● **Задание**: Продублируйте без изменений отрывок из текста о Врубеле между словами «Но все эти стороны» и «и творческого развития.» включительно.

#### Фрагмент документа

Читаем Врубель. Музыка. Театр полностью

Изучая искусство Врубеля в связи с русской художественной культурой его времени в целом, в соотношениях и взаимовлияниях с музыкой, театром, литературой и зодчеством, можно заметить три основные черты в единстве образотворчества художника, его метода фантастического претворения действительности и живой природы. Во-первых, идейно-психологическую, связанную с философской и литературной концепционностью главного направления творческой мысли художника, его выбором мировых общечеловеческих образов из мифологии и художественной литературы, проявившуюся в разработке выразительности духовного содержания образов; эта «литературность» образов Врубеля сказалась и в той большой, порой чрезмерной выразительной нагрузке, которую несет и себе изображение человека, его фигура, жест и в особенности лицо с увеличенными глазами.

Во-вторых, музыкально-поэтическую, подчинившую себе эстетико-художественное видение Врубеля и выступающую в музыкально-поэтической ритмизации и гармонизации его композиций; и, в-третьих, театрально-зрелищную, гедонистическую по вѝдению красоты цвета, формы, орнаментации, определенную потребность декоративной организации произведения: картины, панно, скульптуры и прикладного искусства.

Но все эти стороны или грани единого художественно-образного мышления и вѝдения Врубеля в его методе имеют основанием прочную основу реалистического восприятия и познания природы и человека, сложившуюся в результате воздействия школы П. П. Чистякова, изучения мирового и русского искусства на природные основы личности самого художника в процессе его жизни и творческого развития.

########
#### Извлечённые данные

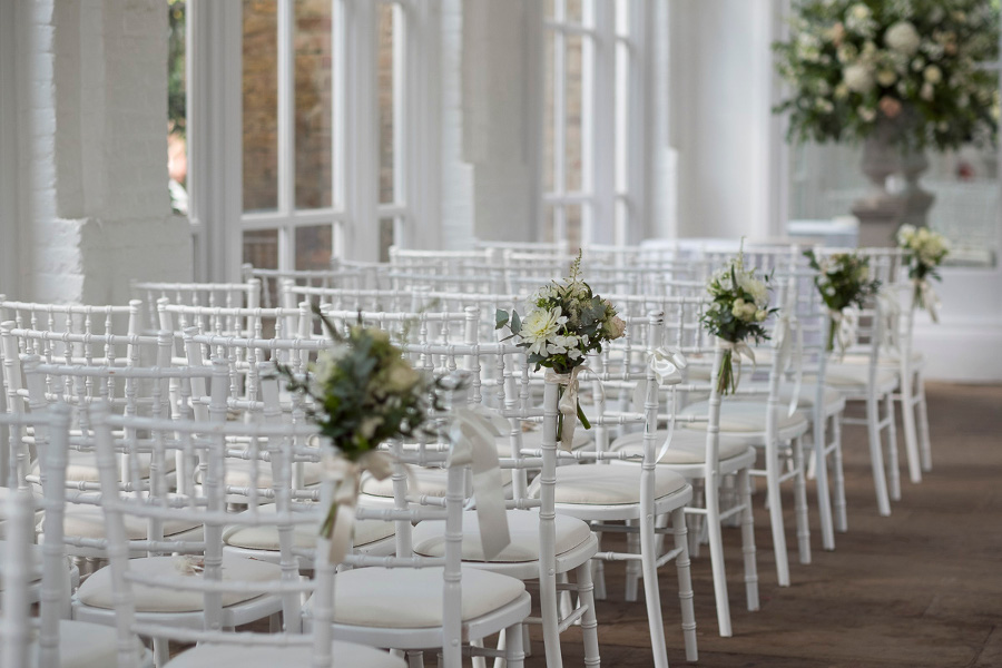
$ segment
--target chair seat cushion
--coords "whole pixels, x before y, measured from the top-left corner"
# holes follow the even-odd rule
[[[129,514],[122,515],[122,518],[125,519],[126,537],[129,540],[147,538],[148,523],[145,519]],[[168,520],[164,522],[164,536],[177,536],[200,527],[202,524],[196,522]],[[42,524],[39,525],[39,531],[41,530]],[[99,505],[67,505],[62,531],[66,536],[105,538],[105,511]]]
[[[686,479],[674,471],[655,475],[655,498],[667,497],[686,487]],[[539,480],[529,485],[529,495],[539,498]],[[557,469],[557,503],[615,505],[640,502],[640,465],[607,466],[581,464]]]
[[[258,512],[264,515],[262,524],[256,527],[247,527],[234,524],[223,530],[223,542],[235,548],[246,548],[248,550],[266,550],[271,552],[278,551],[278,527],[268,524],[267,515],[275,514],[275,505],[263,505]],[[384,522],[382,520],[358,520],[355,522],[354,544],[366,546],[369,543],[382,540],[393,536],[393,522]],[[316,546],[316,536],[320,532],[320,524],[296,524],[293,528],[293,544],[296,548],[308,550]]]
[[[441,568],[358,568],[334,577],[334,621],[384,629],[442,626]],[[521,580],[463,568],[463,621],[522,596]]]
[[[813,380],[805,376],[806,380]],[[870,365],[835,362],[825,371],[825,384],[848,394],[864,394],[870,383]],[[897,384],[897,372],[890,367],[877,367],[877,387],[890,389]]]
[[[586,522],[568,515],[557,515],[557,553],[562,554],[583,543],[591,536]],[[539,559],[539,511],[509,510],[508,529],[511,544],[492,559],[494,562],[523,562]],[[445,556],[445,522],[428,520],[414,527],[414,552],[424,557]],[[463,513],[463,561],[487,561],[480,542],[480,522],[475,511]]]
[[[110,668],[118,659],[114,626],[59,620],[59,668]],[[143,645],[136,639],[143,657]],[[38,665],[38,642],[29,647],[29,666]]]
[[[511,456],[511,436],[504,434],[497,438],[498,454],[501,456]],[[573,450],[587,448],[592,442],[591,432],[579,428],[574,430],[574,440],[571,443]],[[533,429],[522,432],[522,450],[540,450],[542,448],[542,430]]]
[[[135,458],[139,463],[140,478],[149,478],[149,460],[153,455],[140,452]],[[174,456],[164,458],[164,471],[174,471],[175,464]],[[31,473],[39,474],[38,462],[31,466]],[[66,479],[75,482],[98,482],[100,477],[97,470],[97,455],[94,452],[70,450],[66,458]]]
[[[413,487],[416,483],[418,489],[409,489],[407,491],[413,494],[428,494],[429,497],[444,497],[445,495],[445,482],[446,482],[446,471],[444,469],[425,469],[422,466],[407,466],[411,470],[411,479],[409,483]],[[510,469],[501,469],[501,483],[509,484],[511,482],[511,470]],[[468,489],[466,492],[471,493],[472,490],[469,489],[470,480],[466,480]],[[375,478],[365,474],[362,477],[362,493],[371,494],[373,497],[384,497],[384,498],[393,498],[393,480],[392,478],[384,478],[383,480],[376,480]]]
[[[730,433],[764,433],[766,430],[766,412],[768,406],[762,401],[740,401],[728,400],[720,404],[720,432]],[[680,415],[701,415],[706,416],[709,412],[709,402],[699,401],[686,406]],[[776,412],[776,429],[784,431],[798,426],[807,426],[807,419],[804,415],[795,413],[787,415],[787,411],[780,409]],[[682,422],[679,426],[696,431],[706,431],[706,421],[704,422]]]
[[[668,430],[655,432],[658,449],[668,438]],[[613,452],[644,453],[644,432],[635,432],[619,436],[609,446]],[[748,452],[748,444],[743,439],[728,439],[721,435],[718,441],[718,458],[728,460]],[[677,429],[671,434],[671,444],[658,463],[661,464],[701,464],[706,462],[706,432],[694,429]],[[660,477],[660,473],[658,473]]]
[[[308,647],[239,647],[233,645],[199,645],[181,652],[169,668],[276,668],[276,666],[310,666]],[[335,665],[352,668],[406,668],[406,661],[390,652],[354,642],[335,640],[331,647]],[[110,664],[109,664],[110,665]]]
[[[181,557],[146,557],[129,561],[129,570],[137,576],[146,577],[177,577],[183,572],[184,560]],[[190,578],[202,578],[202,574],[191,574]],[[277,580],[282,577],[282,569],[274,563],[246,559],[234,554],[223,554],[223,580],[242,580],[248,582],[264,582]],[[149,587],[139,582],[132,583],[132,596],[136,601],[137,612],[197,612],[203,609],[203,595],[200,591],[184,591],[165,587]],[[256,592],[226,592],[223,595],[224,606],[234,606],[259,595]],[[114,608],[111,597],[111,569],[105,567],[87,578],[77,598],[86,606],[94,608]]]

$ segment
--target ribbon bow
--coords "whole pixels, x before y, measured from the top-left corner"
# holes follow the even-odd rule
[[[720,366],[718,389],[723,394],[726,394],[727,392],[726,386],[724,385],[724,381],[727,377],[727,367],[730,366],[733,374],[733,383],[730,384],[733,392],[734,390],[737,390],[737,386],[741,382],[741,356],[748,357],[752,361],[752,373],[755,373],[755,352],[744,341],[727,341],[726,338],[717,338],[717,347],[724,351],[724,361]],[[734,364],[737,364],[736,374],[733,371]]]
[[[829,310],[828,316],[832,318],[832,326],[828,332],[829,350],[834,350],[833,344],[837,342],[839,354],[845,355],[846,348],[856,340],[856,325],[859,322],[858,314],[855,308],[846,306],[842,311]]]
[[[790,330],[796,332],[796,344],[793,343]],[[778,357],[778,369],[786,372],[789,365],[794,365],[794,390],[789,399],[788,415],[792,416],[797,411],[797,404],[800,401],[800,384],[804,380],[804,330],[798,326],[796,316],[792,316],[789,312],[783,312],[776,321],[776,355]]]
[[[322,462],[324,479],[334,483],[334,498],[321,536],[331,541],[331,563],[340,563],[352,544],[362,472],[369,471],[376,480],[385,480],[393,473],[393,462],[385,452],[377,450],[366,452],[355,462],[325,452]]]
[[[453,410],[452,424],[449,428],[452,451],[449,454],[448,465],[469,464],[473,471],[473,493],[477,498],[480,544],[483,548],[484,559],[491,561],[511,543],[511,533],[508,528],[504,485],[501,480],[498,446],[494,441],[494,438],[500,434],[497,425],[485,414],[487,411],[487,409],[481,411],[477,409]],[[501,416],[498,415],[498,418]]]
[[[568,452],[573,450],[574,428],[578,425],[578,418],[581,418],[581,424],[584,425],[584,429],[591,429],[591,424],[588,422],[588,419],[581,411],[581,406],[578,404],[578,374],[582,371],[589,371],[595,374],[595,372],[586,364],[574,366],[570,373],[557,373],[552,369],[547,370],[547,383],[566,387],[557,407],[563,416],[563,424],[560,431],[560,448]],[[601,382],[599,382],[598,387],[599,395],[605,400],[605,390],[602,389]]]
[[[940,317],[936,314],[936,308],[941,306],[941,303],[936,291],[932,287],[932,283],[927,278],[913,278],[912,283],[915,285],[915,303],[929,311],[929,316],[934,323],[939,323]]]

########

● **Правильный ответ**:
Но все эти стороны или грани единого художественно-образного мышления и вѝдения Врубеля в его методе имеют основанием прочную основу реалистического восприятия и познания природы и человека, сложившуюся в результате воздействия школы П. П. Чистякова, изучения мирового и русского искусства на природные основы личности самого художника в процессе его жизни и творческого развития.